Chronic Lyme disease scams dangerous in many ways

By ACSH Staff — Dec 09, 2010
Yesterday’s Chicago Tribune included a long feature story by reporters Patricia Callahan and Trine Tsouderos on a nationwide scare over a non-existent malady called chronic Lyme disease.

Yesterday’s Chicago Tribune included a long feature story by reporters Patricia Callahan and Trine Tsouderos on a nationwide scare over a non-existent malady called chronic Lyme disease.

ACSH’s Dr. Gilbert Ross, who treated Lyme disease when he practiced as a rheumatologist, comments that, “while it can sometimes be difficult to diagnose, Lyme disease is very real. It is transmitted by the bite of a deer tick, typically in the northeast and in Wisconsin and Minnesota, usually during the summer months. An infected tick transmits the Lyme bacterium in its bite, but the condition is usually responsive to a variety of oral antibiotics. On rare occasions, intravenous treatment is required.”

Unlike Lyme disease, however, chronic Lyme disease is a pseudo-disease. “Every infectious disease expert agrees on this,” says Dr. Ross, “Yet since researchers at Yale first figured out what Lyme disease was in the late 1970s, there has gradually appeared this faddish diagnosis, chronic Lyme disease. It’s replaced fibromyalgia and chronic fatigue syndrome as a diagnosis for many people complaining of vague generalized symptoms, especially fatigue. A range of physicians — some well-intentioned, many not — have turned to it as an explanation. From this have come an assortment of expensive and potentially dangerous treatments for a condition that simply does not exist.”

The Tribune reporters describe numerous patients undergoing costly and difficult long-term antibiotic treatments. ACSH’s Susan Ingber notes that, “long-term antibiotic treatment is dangerous for public health as it can lead to the development of disease-resistant strains of bacteria.” The reporters go on to detail cases in which unapproved treatments with heavy metals and unknown substances led to patient deaths. In addition, the article examines the ways in which proponents of expensive treatments for this fictitious ailment have gained influence over politicians, journalists and philanthropists — in spite of the repeated warnings and advisories of medical authorities.

ACSH would like to commend the authors on a piece of superb reporting exposing this dangerous deception.

• [Data below]:
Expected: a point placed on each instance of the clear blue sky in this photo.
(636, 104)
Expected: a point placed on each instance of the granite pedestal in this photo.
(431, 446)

• [Work required]:
Please copy out the whole article on chronic Lyme disease scams, word for word.

• [Solution for this task]:
Chronic Lyme disease scams dangerous in many ways

By ACSH Staff — Dec 09, 2010
Yesterday’s Chicago Tribune included a long feature story by reporters Patricia Callahan and Trine Tsouderos on a nationwide scare over a non-existent malady called chronic Lyme disease.

Yesterday’s Chicago Tribune included a long feature story by reporters Patricia Callahan and Trine Tsouderos on a nationwide scare over a non-existent malady called chronic Lyme disease.

ACSH’s Dr. Gilbert Ross, who treated Lyme disease when he practiced as a rheumatologist, comments that, “while it can sometimes be difficult to diagnose, Lyme disease is very real. It is transmitted by the bite of a deer tick, typically in the northeast and in Wisconsin and Minnesota, usually during the summer months. An infected tick transmits the Lyme bacterium in its bite, but the condition is usually responsive to a variety of oral antibiotics. On rare occasions, intravenous treatment is required.”

Unlike Lyme disease, however, chronic Lyme disease is a pseudo-disease. “Every infectious disease expert agrees on this,” says Dr. Ross, “Yet since researchers at Yale first figured out what Lyme disease was in the late 1970s, there has gradually appeared this faddish diagnosis, chronic Lyme disease. It’s replaced fibromyalgia and chronic fatigue syndrome as a diagnosis for many people complaining of vague generalized symptoms, especially fatigue. A range of physicians — some well-intentioned, many not — have turned to it as an explanation. From this have come an assortment of expensive and potentially dangerous treatments for a condition that simply does not exist.”

The Tribune reporters describe numerous patients undergoing costly and difficult long-term antibiotic treatments. ACSH’s Susan Ingber notes that, “long-term antibiotic treatment is dangerous for public health as it can lead to the development of disease-resistant strains of bacteria.” The reporters go on to detail cases in which unapproved treatments with heavy metals and unknown substances led to patient deaths. In addition, the article examines the ways in which proponents of expensive treatments for this fictitious ailment have gained influence over politicians, journalists and philanthropists — in spite of the repeated warnings and advisories of medical authorities.

ACSH would like to commend the authors on a piece of superb reporting exposing this dangerous deception.